▶ **REQUIREMENTS**
Rename "Coordinates" to "Positions" throughout the lines below, and reproduce everything else unchanged.

▶ **Object position labeling lines**
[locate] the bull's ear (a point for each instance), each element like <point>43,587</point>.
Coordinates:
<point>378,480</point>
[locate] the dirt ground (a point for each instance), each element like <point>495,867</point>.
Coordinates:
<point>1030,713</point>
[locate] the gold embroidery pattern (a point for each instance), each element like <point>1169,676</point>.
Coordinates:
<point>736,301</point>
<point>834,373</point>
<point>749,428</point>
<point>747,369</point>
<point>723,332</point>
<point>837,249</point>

▶ **EXERCISE RESULT**
[locate] the bull's ear (a point for each instance), each element like <point>43,587</point>.
Positions:
<point>378,480</point>
[locate] the dirt ground (a point for each instance), each element like <point>495,867</point>.
Positions:
<point>1030,713</point>
[locate] the gold embroidery pattern (a point for each instance), each element like <point>1169,676</point>.
Positions:
<point>736,301</point>
<point>834,373</point>
<point>749,428</point>
<point>747,369</point>
<point>723,332</point>
<point>837,249</point>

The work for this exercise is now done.